WHAT YOU SHOULD DO: Among the entries below, extract exactly the lines that run from the one with "Target: vertical pipe" through the one with "Target: insulated pipe", both ends included.

───── ENTRIES PROVIDED

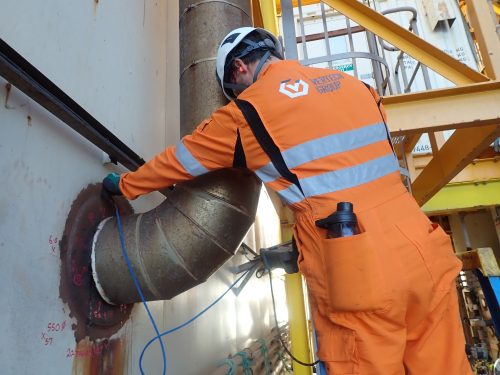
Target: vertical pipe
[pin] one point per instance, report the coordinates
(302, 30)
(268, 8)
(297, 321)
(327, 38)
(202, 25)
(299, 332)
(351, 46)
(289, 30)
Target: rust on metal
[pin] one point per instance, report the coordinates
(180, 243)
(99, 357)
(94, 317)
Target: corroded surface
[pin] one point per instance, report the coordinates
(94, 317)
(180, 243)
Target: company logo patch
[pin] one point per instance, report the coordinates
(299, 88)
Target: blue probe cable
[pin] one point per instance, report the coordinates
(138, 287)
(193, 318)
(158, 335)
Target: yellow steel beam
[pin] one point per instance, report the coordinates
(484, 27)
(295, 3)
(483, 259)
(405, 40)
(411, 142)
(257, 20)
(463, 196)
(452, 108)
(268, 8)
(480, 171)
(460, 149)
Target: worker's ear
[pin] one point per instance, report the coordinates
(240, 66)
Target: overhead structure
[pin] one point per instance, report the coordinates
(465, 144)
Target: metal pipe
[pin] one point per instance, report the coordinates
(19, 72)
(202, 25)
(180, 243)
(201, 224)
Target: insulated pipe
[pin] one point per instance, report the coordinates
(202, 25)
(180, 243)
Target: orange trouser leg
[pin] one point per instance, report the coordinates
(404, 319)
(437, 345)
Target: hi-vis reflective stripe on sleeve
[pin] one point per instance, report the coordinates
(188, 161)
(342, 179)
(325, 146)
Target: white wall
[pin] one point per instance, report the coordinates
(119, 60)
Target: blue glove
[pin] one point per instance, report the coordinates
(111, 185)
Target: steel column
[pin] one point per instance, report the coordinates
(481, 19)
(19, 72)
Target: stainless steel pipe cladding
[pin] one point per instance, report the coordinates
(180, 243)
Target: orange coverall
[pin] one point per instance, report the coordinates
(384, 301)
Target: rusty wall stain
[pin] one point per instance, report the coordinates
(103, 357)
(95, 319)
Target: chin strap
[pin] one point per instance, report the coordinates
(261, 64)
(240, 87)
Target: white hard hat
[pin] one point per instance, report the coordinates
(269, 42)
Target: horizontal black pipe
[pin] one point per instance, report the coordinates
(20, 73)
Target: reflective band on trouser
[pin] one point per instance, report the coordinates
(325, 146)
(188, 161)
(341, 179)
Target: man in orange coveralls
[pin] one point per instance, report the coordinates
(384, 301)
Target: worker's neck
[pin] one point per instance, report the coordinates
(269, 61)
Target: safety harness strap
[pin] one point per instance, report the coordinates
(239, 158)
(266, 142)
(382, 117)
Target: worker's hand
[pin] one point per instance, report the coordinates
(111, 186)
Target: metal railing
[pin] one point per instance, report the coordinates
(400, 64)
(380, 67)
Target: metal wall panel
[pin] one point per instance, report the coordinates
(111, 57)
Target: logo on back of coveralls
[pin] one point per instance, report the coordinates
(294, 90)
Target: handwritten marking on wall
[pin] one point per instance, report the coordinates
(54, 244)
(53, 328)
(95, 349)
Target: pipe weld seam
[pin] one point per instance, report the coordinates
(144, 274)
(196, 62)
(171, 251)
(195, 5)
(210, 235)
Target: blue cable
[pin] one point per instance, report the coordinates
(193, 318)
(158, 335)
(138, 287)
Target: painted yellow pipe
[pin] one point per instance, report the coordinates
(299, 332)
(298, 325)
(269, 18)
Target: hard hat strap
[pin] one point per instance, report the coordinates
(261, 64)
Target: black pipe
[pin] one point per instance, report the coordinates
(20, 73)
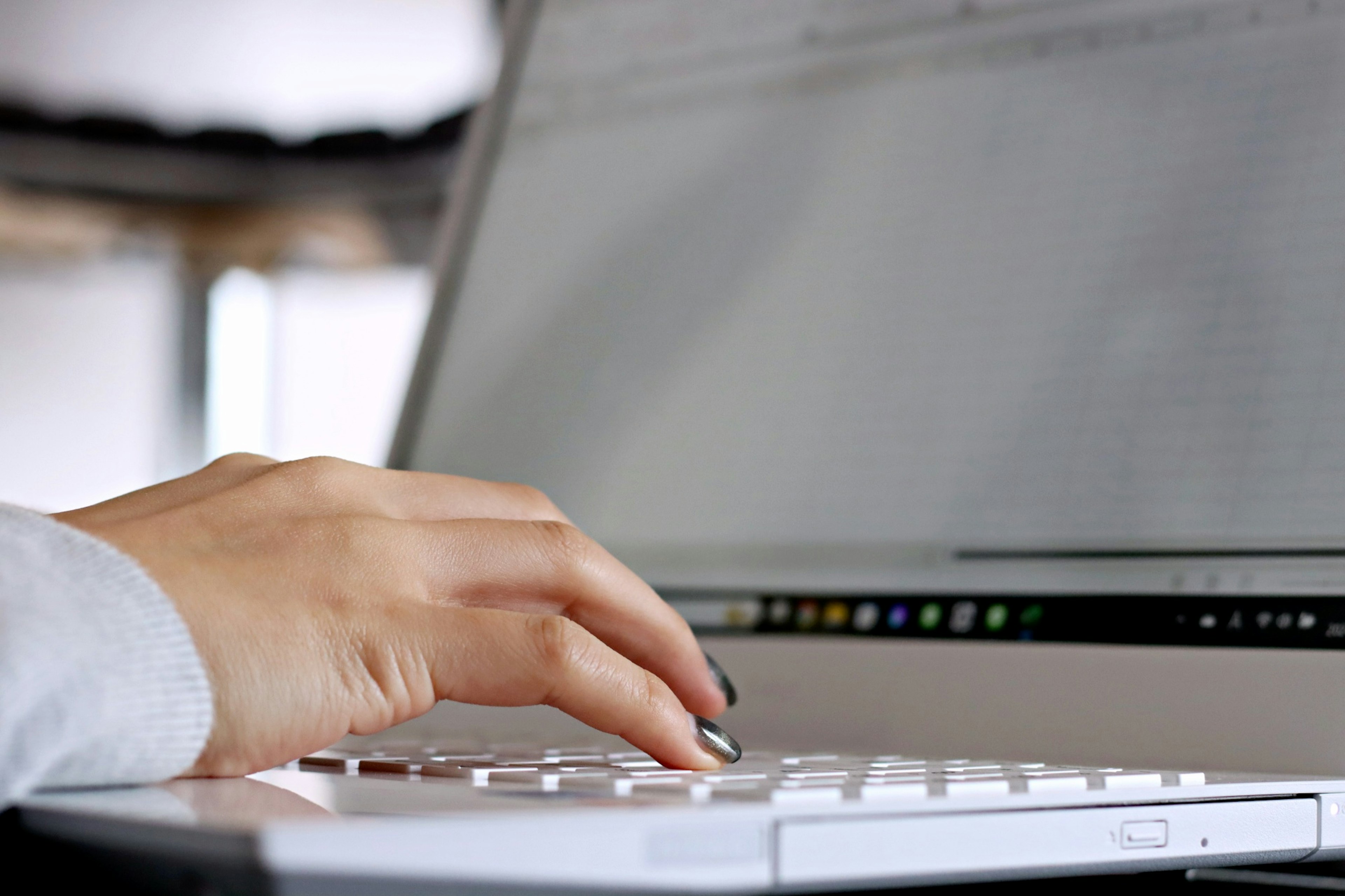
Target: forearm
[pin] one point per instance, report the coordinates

──────────
───── ENTRIES PROVIDED

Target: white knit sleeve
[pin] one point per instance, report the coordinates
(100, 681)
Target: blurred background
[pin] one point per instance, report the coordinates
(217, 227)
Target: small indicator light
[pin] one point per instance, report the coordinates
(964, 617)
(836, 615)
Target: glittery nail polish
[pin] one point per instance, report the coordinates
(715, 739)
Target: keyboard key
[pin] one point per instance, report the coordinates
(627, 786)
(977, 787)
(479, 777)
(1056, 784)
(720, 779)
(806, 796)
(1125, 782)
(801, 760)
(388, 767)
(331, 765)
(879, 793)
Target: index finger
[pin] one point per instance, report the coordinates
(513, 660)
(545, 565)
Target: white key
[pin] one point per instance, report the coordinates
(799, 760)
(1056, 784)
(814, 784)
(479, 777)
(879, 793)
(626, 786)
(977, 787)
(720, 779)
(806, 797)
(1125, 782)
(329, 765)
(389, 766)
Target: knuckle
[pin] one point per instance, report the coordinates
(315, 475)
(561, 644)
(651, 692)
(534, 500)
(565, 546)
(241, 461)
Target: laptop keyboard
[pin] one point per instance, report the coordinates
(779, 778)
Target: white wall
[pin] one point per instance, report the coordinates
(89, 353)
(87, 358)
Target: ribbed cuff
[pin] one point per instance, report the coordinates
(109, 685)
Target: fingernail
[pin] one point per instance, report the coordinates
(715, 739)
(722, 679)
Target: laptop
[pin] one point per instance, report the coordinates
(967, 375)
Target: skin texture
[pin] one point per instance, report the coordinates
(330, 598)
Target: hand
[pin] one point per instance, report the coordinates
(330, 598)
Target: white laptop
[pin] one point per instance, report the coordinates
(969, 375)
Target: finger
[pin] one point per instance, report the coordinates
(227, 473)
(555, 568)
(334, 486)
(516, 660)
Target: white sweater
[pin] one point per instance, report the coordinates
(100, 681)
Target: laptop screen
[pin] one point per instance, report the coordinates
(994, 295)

──────────

SOLUTION TO THIS TASK:
Target: vertical pipe
[pin] one point per instance, report the coordinates
(302, 30)
(268, 8)
(297, 321)
(327, 38)
(202, 25)
(299, 332)
(351, 46)
(289, 30)
Target: rust on metal
[pin] one point per instance, report the coordinates
(180, 243)
(99, 357)
(94, 317)
Target: corroded surface
[pin] one point per instance, report the coordinates
(94, 317)
(180, 243)
Target: company logo patch
[pin] one point per instance, report the coordinates
(299, 88)
Target: blue probe cable
[pin] one point per instance, report the coordinates
(138, 287)
(193, 318)
(158, 335)
Target: yellow steel beam
[pin] one point per instance, report the coordinates
(484, 27)
(295, 3)
(483, 259)
(405, 40)
(411, 142)
(257, 20)
(463, 196)
(452, 108)
(268, 8)
(480, 171)
(460, 149)
Target: worker's ear
[pin] one point per instance, report the coordinates
(240, 66)
Target: overhead structure
[pin] one point per instance, report the coordinates
(465, 144)
Target: metal pipe
[pin] one point per instance, report the coordinates
(19, 72)
(202, 25)
(180, 243)
(201, 224)
Target: insulated pipe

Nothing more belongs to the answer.